Just to be absolutely sure— you're using DSL, right, not an old-fashioned dialup modem?

If so, as selfnoise says, the filter should go between the wall jack and any non-DSL equipment. The filter's purpose is to block the DSL signal, which although it doesn't occupy the same part of the spectrum as a normal telephone signal, can sometimes interfere with devices that don't expect it. (And vice versa.)

Most DSL modems have status lights on them, at least one to indicate "link OK" between the modem and its partner at the phone exchange, and one to indicate that there is traffic flowing. (Often another two to indicate similar things about the connection to the computer. And probably a power indicator.) Does your "link OK" light come on? Usually it'll take 30 seconds or so for the modem to get its stuff together after you plug it in. If the light comes on and stays on, then the problem isn't with your phone wiring, it's somewhere else.

The length of cord shouldn't be a problem at all; six feet is nothing compared with the rest of the phone circuit the modem is dealing with. But I would definitely consider that the cord might have "deteriorated". They're cheap and they're subject to a lot of abuse; flaky cords and connectors are the source of more problems with computer equipment than any other single piece of hardware, in my experience. OTOH, testing this theory is easy; just connect the modem to the wall jack using a different cord and see if its link light comes on.

> Stated task A
Return the DSL troubleshooting post in full, word for word.
> Stated task B
Retype everything in the rows below, from the row containing "Where can the airplane fuselage" down to the final row, with both of those rows included.

> Data lines

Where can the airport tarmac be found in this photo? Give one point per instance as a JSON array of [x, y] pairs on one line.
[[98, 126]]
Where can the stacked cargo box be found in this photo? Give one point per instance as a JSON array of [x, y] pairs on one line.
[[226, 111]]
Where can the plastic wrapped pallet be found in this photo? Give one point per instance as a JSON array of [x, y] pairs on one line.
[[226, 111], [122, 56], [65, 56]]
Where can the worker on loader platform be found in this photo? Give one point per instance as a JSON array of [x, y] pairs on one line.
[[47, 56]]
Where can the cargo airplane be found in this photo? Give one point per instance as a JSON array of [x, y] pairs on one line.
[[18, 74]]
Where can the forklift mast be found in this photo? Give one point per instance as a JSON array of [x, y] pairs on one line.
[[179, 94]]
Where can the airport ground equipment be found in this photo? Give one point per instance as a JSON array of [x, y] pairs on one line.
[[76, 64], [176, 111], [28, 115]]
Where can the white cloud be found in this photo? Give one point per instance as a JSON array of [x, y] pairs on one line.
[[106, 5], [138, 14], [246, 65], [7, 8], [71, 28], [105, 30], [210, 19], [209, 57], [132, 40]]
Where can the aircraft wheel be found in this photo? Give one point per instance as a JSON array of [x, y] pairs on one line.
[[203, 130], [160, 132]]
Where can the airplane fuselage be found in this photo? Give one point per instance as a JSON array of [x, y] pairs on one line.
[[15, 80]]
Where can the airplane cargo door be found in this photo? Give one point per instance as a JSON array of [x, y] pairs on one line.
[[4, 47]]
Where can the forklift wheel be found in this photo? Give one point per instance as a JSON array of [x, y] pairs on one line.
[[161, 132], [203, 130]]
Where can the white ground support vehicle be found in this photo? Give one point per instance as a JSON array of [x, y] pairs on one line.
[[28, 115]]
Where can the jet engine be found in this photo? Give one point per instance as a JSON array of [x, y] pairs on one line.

> Written answer A
Just to be absolutely sure— you're using DSL, right, not an old-fashioned dialup modem?

If so, as selfnoise says, the filter should go between the wall jack and any non-DSL equipment. The filter's purpose is to block the DSL signal, which although it doesn't occupy the same part of the spectrum as a normal telephone signal, can sometimes interfere with devices that don't expect it. (And vice versa.)

Most DSL modems have status lights on them, at least one to indicate "link OK" between the modem and its partner at the phone exchange, and one to indicate that there is traffic flowing. (Often another two to indicate similar things about the connection to the computer. And probably a power indicator.) Does your "link OK" light come on? Usually it'll take 30 seconds or so for the modem to get its stuff together after you plug it in. If the light comes on and stays on, then the problem isn't with your phone wiring, it's somewhere else.

The length of cord shouldn't be a problem at all; six feet is nothing compared with the rest of the phone circuit the modem is dealing with. But I would definitely consider that the cord might have "deteriorated". They're cheap and they're subject to a lot of abuse; flaky cords and connectors are the source of more problems with computer equipment than any other single piece of hardware, in my experience. OTOH, testing this theory is easy; just connect the modem to the wall jack using a different cord and see if its link light comes on.

> Written answer B
Where can the airplane fuselage be found in this photo? Give one point per instance as a JSON array of [x, y] pairs on one line.
[[15, 80]]
Where can the airplane cargo door be found in this photo? Give one point per instance as a JSON array of [x, y] pairs on one line.
[[4, 47]]
Where can the forklift wheel be found in this photo? Give one point per instance as a JSON array of [x, y] pairs on one line.
[[161, 132], [203, 130]]
Where can the white ground support vehicle be found in this photo? Give one point per instance as a JSON array of [x, y] pairs on one line.
[[28, 115]]
Where can the jet engine be found in this photo? Give one point per instance as a JSON array of [x, y] pairs on one line.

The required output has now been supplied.